> TASK DETAILS
Every record below should be printed exactly, except for the pictures.

(DATA FOR PROCESSING)

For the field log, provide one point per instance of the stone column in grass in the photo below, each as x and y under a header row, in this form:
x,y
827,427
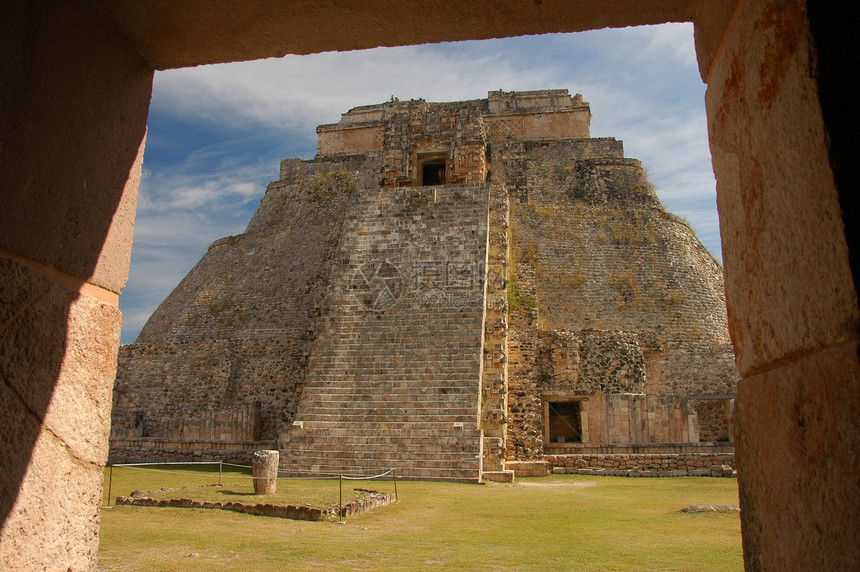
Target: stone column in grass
x,y
265,472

(End DATA FOR PROCESSING)

> THE COMPLETED TASK
For the field log, provide one point per instance of the stone column in grass in the photo below, each as x and y under a header row, in this form:
x,y
827,427
Target: stone column in grass
x,y
265,472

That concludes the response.